ТЕКСТ ДОКУМЕНТА:
○ ○ ○ ○ ○ ○ ○

Иосиф Бродский. Жить между двумя островами | страница 159



Опять же следует понимать, что неуклонный рост русской литературно-художественной диаспоры (если возможно такое словосочетание) в Европе и Америке требовал от «комитета» повышенной активности, а также поиска новых форм и новых персонажей на местах для решения продиктованных внешнеполитическим курсом СССР задач.

Андрей Синявский, Виктор Некрасов, Александр Солженицын, Владимир Максимов, Юлий Даниэль, Наталья Горбаневская, Вадим Делоне, Александр Галич, Анатолий Кузнецов, Саша Соколов, Эдуард Лимонов, Лев Копелев, Наум Коржавин, Юз Алешковский, Георгий Владимов, Владимир Войнович, Борис Хазанов, Александр Зиновьев, Юрий Мамлеев, Василий Аксенов, Сергей Довлатов, Анатолий Гладилин… Перед нами далеко не полный список бывших советских писателей, поэтов и журналистов, покинувших СССР в 70-х годах и сформировавших в англоязычной среде абсолютно уникальное русское литературное сообщество со своими журналами, издательствами и, самое главное, со своим читателем. Разумеется, советская пропаганда представляла каждого из них предателем и отщепенцем, что погнался за «длинным рублем» (долларом) и покинул свою Родину в поисках выгоды и сомнительной славы.

○ ○ ○ ○ ○ ○ ○

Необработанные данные
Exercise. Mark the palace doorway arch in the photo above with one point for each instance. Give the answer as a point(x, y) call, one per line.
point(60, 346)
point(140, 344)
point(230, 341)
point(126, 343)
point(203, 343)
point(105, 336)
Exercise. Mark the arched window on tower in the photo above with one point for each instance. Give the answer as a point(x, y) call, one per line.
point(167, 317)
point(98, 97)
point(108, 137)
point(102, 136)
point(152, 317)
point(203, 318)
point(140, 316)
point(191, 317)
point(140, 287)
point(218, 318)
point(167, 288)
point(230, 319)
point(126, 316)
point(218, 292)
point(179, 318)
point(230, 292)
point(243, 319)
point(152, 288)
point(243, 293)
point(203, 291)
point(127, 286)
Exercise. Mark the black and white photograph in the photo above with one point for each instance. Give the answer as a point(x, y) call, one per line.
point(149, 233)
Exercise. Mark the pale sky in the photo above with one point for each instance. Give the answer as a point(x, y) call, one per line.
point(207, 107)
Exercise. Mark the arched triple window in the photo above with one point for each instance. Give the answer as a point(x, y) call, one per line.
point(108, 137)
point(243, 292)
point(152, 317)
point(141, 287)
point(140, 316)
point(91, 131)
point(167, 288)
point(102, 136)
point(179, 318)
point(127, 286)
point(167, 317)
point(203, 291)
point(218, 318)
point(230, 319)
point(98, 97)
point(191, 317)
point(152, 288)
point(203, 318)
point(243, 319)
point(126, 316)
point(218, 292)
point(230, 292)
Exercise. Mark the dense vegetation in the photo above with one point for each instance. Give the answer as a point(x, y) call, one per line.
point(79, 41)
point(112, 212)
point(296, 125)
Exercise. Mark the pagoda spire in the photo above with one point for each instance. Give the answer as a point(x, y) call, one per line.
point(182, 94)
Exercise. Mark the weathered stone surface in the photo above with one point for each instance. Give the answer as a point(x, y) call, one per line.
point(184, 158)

○ ○ ○ ○ ○ ○ ○

УСЛОВИЯ ЗАДАНИЙ:
1) Перепишите дословно из отрывка о литературной эмиграции фрагмент, который начинается со слов, содержащих «Опять же следует», и заканчивается словами «курсом СССР задач.».
2) Ответьте по отрывку о литературной эмиграции:
(а) В каком десятилетии перечисленные писатели, поэты и журналисты покинули СССР?
(б) Что названо «самым главным» в созданном ими литературном сообществе?
(в) Чего, помимо повышенной активности, требовал от «комитета» рост диаспоры?
3) Продолжите отрывок о литературной эмиграции после его последнего предложения.

ОТВЕТЫ К ЗАДАНИЯМ:
1)
Опять же следует понимать, что неуклонный рост русской литературно-художественной диаспоры (если возможно такое словосочетание) в Европе и Америке требовал от «комитета» повышенной активности, а также поиска новых форм и новых персонажей на местах для решения продиктованных внешнеполитическим курсом СССР задач.

2)
(а) В 70-х годах.
(б) Свой читатель.
(в) Поиска новых форм и новых персонажей на местах.

3)
Однако невозможно было не согласиться с тем, что порой тексты, публиковавшиеся в «Посеве» и «Континенте», в «Ардисе» и в «Имка-Пресс» не уступали, а порой и превосходили по качеству, глубине и оригинальности тексты, выходившие в «Новом мире» и «Октябре», в «Советском писателе» и «Молодой гвардии». И наоборот, публикации в «Дружбе народов» и «Даугаве», «Сибирских огнях» и «Знамени» обращали на себя внимание далеко за пределами Союза.

Писатели-эмигранты и писатели страны-метрополии (СССР в данном случае) составляли собой единую языковую ойкумену, вольно или невольно ставившую русскую литературу выше идеологических и политических барьеров.

Так, например, Виктор Некрасов и Ченгиз Айтматов, Борис Хазанов и Анатолий Ким, Саша Соколов и Валентин Распутин, Василий Аксенов и Виктор Астафьев были частью одного литературного процесса, для которого не существовало виз и буферных зон, и не замечать это, а уж тем более воевать с этим было глупо и бессмысленно.



Однако вернемся в май 1972 года.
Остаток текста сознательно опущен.